GIVEN TEXT:
╔══
Pharma: Novartis’ $4 million drug
Novartis executives may soon try to sell the world’s most expensive drug, a $4 million gene therapy to treat spinal muscular atrophy, said John Carroll in Endpoints News. The company bought the maker of the drug, biotech firm AveXis, last year for $8.7 billion. The only rival therapy costs $750,000 for the first year of treatment, then $375,000 each additional year. Even if Novartis fails to the hit $4 million price tag, it could be angling to open the door to drugs that cost $1 million, “once considered a jaw-dropping, break-the-bank sum.”
Buffett: No bargain companies to acquire
Warren Buffett–led Berkshire Hathaway this week disclosed a sizable $928 million buyback of its own stock, said Nicole Friedman in The Wall Street Journal. Spending money on a stock buyback instead of acquisitions shows that the legendary CEO sees “a dearth of appealing investment options.” Buffett, a “value investor best known for striking deals when prices are low,” last made a big purchase in 2016, when his company bought Precision Castparts Corp. for about $32 billion. He’s not alone. U.S. companies have repurchased a record amount of their own stocks this year—after the tax-law overhaul.
Government: SF’s new tax on Big Tech
San Francisco voters this week approved a contentious initiative that could raise $300 million for homeless services by taxing the city’s biggest companies, said Kevin Fagan in the San Francisco Chronicle. The Prop C initiative pitted billionaire against billionaire in the city, where homelessness has gotten worse as tech has boomed. Salesforce founder Marc Benioff spent $7 million to support Prop C. Twitter founder Jack Dorsey, by contrast, argued that the tax, which hits companies with annual revenue of more than $50 million, would “tamp down growth in the city and wasn’t thought out well enough.”
Sports: Under Armour says no more strip clubs
Under Armour this week promised to fix its company culture after revelations of company-paid strip club outings, said Julia Horowitz and Nathaniel Meyersohn in CNN.com. Earlier this year, the athletic-wear firm told employees that “it would no longer reimburse certain expenses, including adult entertainment and gambling.” The email raised questions of why the company had allowed employees to expense “adult entertainment” at all. Though Under Armour promotes partnerships with “prominent female athletes” women who worked there said they found the environment demeaning.
╚══
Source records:
╔══
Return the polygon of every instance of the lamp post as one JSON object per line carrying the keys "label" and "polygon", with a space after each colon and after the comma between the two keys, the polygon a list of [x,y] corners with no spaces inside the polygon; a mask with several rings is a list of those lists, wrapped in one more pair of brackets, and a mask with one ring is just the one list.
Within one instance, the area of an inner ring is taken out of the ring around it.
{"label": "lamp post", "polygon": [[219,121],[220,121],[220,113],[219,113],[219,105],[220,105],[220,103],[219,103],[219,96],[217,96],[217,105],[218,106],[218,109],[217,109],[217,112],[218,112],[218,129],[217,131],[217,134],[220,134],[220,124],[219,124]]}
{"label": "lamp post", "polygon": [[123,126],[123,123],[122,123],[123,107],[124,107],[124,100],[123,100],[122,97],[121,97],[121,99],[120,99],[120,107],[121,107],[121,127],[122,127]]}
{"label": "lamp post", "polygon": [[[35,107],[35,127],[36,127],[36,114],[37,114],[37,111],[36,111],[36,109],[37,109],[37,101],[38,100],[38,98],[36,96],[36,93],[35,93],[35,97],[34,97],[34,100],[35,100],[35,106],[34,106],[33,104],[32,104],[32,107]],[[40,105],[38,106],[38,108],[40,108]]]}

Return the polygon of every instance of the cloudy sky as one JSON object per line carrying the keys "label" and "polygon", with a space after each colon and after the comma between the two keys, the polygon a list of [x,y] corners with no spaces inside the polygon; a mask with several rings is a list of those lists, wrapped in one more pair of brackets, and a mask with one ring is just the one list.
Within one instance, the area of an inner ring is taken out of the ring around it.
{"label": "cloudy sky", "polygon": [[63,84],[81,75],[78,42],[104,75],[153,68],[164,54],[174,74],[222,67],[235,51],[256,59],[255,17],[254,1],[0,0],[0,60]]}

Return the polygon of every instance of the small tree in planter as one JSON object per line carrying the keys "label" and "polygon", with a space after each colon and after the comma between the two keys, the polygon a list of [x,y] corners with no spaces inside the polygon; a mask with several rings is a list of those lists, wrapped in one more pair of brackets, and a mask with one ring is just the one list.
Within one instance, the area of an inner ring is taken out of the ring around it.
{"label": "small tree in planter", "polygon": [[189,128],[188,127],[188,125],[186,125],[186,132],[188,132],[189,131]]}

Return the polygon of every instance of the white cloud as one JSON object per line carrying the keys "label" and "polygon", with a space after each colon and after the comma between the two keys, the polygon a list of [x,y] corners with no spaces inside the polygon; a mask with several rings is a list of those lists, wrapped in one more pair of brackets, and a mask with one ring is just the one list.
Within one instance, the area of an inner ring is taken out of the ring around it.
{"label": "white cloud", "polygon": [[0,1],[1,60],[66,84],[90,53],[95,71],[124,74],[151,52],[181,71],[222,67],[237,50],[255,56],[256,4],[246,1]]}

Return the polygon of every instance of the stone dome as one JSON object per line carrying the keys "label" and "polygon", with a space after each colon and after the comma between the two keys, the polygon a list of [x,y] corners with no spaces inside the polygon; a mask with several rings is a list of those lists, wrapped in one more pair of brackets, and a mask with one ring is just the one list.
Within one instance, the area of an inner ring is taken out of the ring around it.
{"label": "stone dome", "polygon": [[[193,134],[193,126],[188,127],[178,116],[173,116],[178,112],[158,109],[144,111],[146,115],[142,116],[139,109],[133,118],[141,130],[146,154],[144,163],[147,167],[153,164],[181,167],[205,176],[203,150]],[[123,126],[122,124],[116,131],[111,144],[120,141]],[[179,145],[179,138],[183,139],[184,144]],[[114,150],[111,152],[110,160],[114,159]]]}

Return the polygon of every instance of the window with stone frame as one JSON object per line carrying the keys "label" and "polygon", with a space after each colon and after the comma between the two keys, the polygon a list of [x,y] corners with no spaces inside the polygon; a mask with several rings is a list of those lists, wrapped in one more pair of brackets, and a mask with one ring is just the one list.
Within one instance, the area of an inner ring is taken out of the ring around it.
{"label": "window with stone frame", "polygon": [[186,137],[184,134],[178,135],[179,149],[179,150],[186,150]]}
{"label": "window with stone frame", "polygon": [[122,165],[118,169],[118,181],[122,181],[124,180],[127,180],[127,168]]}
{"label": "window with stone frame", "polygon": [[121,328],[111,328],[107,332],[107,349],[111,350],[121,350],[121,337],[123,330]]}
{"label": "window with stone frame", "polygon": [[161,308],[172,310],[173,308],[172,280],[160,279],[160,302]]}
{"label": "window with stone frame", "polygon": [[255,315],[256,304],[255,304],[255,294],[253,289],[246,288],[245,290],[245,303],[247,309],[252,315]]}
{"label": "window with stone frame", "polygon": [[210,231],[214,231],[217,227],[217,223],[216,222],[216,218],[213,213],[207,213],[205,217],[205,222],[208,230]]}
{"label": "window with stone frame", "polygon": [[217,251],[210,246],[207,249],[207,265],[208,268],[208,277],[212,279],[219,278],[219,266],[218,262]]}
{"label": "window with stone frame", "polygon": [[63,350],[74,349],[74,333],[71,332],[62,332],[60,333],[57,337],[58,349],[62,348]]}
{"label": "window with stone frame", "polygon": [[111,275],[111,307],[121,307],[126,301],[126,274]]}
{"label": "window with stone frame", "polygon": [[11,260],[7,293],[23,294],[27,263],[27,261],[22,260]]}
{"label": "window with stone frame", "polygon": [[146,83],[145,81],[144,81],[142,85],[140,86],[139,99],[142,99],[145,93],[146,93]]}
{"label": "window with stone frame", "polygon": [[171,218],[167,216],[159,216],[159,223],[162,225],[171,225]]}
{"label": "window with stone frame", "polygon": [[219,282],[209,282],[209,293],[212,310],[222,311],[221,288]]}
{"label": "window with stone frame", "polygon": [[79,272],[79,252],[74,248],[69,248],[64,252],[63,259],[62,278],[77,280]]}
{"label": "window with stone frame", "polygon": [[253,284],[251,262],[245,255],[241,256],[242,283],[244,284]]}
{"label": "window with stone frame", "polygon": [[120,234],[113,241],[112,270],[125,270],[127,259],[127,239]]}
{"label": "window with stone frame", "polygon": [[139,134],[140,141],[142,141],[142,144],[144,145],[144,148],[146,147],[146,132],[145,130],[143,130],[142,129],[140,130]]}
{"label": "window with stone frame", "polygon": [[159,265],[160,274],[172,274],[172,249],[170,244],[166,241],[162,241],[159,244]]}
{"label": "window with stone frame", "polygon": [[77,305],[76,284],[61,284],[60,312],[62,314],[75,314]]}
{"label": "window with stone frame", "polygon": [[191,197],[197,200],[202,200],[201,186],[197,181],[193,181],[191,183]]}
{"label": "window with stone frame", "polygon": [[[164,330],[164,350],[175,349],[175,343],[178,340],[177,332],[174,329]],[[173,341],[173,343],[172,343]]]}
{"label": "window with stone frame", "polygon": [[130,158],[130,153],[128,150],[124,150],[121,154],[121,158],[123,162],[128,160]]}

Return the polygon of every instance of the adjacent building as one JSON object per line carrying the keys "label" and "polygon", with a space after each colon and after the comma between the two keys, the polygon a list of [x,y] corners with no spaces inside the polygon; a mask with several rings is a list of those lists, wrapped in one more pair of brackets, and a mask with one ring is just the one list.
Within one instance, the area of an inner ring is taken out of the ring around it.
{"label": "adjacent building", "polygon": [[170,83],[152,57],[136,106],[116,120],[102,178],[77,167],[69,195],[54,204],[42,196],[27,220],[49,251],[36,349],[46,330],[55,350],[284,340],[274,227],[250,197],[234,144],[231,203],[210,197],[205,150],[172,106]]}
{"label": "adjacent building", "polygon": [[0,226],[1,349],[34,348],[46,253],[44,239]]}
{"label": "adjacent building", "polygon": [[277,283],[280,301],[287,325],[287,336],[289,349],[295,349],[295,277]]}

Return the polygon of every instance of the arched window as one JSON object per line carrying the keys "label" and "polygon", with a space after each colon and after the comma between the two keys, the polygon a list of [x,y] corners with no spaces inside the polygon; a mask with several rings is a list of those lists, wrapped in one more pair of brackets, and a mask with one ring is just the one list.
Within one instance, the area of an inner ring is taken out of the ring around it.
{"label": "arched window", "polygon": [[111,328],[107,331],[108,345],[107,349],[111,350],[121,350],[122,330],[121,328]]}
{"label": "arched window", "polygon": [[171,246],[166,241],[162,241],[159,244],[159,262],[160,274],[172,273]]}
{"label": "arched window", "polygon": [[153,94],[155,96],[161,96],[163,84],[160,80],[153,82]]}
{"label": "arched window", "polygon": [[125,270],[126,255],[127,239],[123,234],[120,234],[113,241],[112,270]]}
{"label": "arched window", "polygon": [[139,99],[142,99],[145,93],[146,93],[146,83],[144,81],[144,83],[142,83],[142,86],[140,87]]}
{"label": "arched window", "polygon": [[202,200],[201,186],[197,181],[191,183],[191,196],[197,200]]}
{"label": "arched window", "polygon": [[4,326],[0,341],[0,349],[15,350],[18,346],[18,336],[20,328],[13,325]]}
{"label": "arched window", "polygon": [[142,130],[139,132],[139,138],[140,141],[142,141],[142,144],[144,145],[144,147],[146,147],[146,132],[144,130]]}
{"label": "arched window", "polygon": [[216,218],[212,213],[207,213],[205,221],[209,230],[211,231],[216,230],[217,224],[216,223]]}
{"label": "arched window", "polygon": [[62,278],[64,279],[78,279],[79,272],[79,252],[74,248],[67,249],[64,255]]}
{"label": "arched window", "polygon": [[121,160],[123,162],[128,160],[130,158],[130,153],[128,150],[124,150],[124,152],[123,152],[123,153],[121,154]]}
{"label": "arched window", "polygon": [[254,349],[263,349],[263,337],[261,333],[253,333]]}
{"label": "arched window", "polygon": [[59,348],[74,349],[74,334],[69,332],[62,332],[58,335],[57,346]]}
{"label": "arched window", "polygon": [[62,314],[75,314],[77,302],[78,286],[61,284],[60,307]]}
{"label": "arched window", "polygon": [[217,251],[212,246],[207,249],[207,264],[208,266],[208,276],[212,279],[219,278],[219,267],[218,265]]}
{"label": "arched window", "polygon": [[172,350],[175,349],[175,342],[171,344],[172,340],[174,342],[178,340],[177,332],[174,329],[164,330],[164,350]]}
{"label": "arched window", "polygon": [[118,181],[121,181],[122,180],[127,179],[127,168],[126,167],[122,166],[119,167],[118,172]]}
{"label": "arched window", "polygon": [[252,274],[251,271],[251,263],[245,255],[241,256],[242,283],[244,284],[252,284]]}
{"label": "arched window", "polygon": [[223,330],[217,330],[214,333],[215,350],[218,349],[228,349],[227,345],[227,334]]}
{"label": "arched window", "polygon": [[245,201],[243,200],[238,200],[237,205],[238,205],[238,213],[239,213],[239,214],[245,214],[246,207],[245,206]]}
╚══
TASK TO COMPLETE:
Translate this sentence from the business news briefs above into Spanish: "The company bought the maker of the drug, biotech firm AveXis, last year for $8.7 billion."

SOLUTION TO THE PROBLEM:
La empresa compró al fabricante del medicamento, la firma biotecnológica AveXis, el año pasado por 8.700 millones de dólares.